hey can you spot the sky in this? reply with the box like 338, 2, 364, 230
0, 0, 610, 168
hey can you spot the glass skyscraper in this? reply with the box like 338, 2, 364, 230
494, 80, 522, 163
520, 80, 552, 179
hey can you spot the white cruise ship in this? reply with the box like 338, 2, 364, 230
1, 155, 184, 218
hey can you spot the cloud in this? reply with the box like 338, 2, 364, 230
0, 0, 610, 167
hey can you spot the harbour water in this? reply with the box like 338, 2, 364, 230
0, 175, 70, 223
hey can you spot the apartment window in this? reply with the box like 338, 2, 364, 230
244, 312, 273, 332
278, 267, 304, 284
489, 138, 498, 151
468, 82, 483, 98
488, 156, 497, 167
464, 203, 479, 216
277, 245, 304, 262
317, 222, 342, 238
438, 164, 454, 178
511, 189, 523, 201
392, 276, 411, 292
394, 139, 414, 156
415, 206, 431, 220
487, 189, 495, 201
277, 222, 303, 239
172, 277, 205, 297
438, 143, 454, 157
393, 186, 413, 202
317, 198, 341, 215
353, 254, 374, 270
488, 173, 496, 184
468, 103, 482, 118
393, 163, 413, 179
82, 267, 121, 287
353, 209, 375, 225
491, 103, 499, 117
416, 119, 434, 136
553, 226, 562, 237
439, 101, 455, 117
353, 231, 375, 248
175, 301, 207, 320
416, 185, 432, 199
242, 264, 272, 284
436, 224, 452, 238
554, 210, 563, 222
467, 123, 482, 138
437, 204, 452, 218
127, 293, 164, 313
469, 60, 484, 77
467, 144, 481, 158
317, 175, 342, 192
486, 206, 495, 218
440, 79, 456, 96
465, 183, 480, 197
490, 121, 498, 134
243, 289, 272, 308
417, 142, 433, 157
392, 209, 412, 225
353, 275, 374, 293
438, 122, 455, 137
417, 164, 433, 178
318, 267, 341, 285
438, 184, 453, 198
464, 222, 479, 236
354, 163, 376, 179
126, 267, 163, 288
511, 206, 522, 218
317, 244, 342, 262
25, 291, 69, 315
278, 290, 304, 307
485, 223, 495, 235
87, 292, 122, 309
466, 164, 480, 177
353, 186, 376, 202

━━━━━━━━━━━━━━━━━━━━

Every entry above should be transcribed exactly as it appears.

— Written answer —
hey can you spot the sky in this? reply with the box like 338, 2, 364, 230
0, 0, 610, 168
hey can you spot the glass skyscraper in this? reply with the box like 338, 2, 364, 230
494, 80, 522, 163
520, 80, 552, 179
hey can you spot the white cruise ship in this? reply with the box like 338, 2, 364, 230
1, 155, 184, 218
hey can you spot the cloud in this? reply with the box like 338, 2, 364, 230
0, 0, 610, 167
hey can you spot the harbour water in this? reply with the box like 338, 2, 364, 230
0, 175, 70, 223
hey can you spot the apartment window in this? reply with the box like 338, 2, 364, 230
244, 312, 273, 332
278, 267, 304, 284
489, 138, 498, 151
468, 82, 483, 98
488, 156, 497, 167
464, 203, 479, 216
277, 245, 304, 262
317, 222, 342, 238
438, 164, 454, 178
511, 189, 523, 201
392, 276, 411, 292
394, 139, 414, 156
415, 206, 431, 220
487, 189, 495, 201
277, 222, 303, 239
172, 277, 205, 297
438, 143, 454, 157
393, 186, 413, 202
317, 198, 341, 215
353, 254, 374, 270
488, 173, 496, 184
468, 103, 482, 118
393, 163, 413, 179
82, 267, 121, 287
353, 209, 375, 225
491, 103, 499, 117
416, 119, 434, 136
553, 226, 562, 237
439, 101, 455, 117
353, 231, 375, 248
175, 301, 207, 320
416, 185, 432, 199
242, 264, 272, 284
436, 224, 452, 238
554, 210, 563, 222
467, 123, 482, 138
437, 204, 452, 218
127, 293, 164, 313
469, 60, 484, 77
467, 144, 481, 158
317, 175, 342, 192
486, 206, 495, 218
440, 79, 456, 96
465, 183, 480, 197
490, 121, 498, 134
243, 289, 272, 308
417, 142, 433, 157
392, 209, 412, 225
353, 275, 374, 293
438, 122, 455, 137
417, 164, 433, 178
318, 267, 341, 285
438, 184, 453, 198
464, 222, 479, 236
354, 163, 376, 179
126, 267, 163, 288
511, 206, 522, 218
317, 244, 342, 262
25, 291, 69, 315
278, 290, 304, 307
485, 223, 495, 235
87, 292, 122, 309
466, 164, 480, 177
353, 186, 376, 202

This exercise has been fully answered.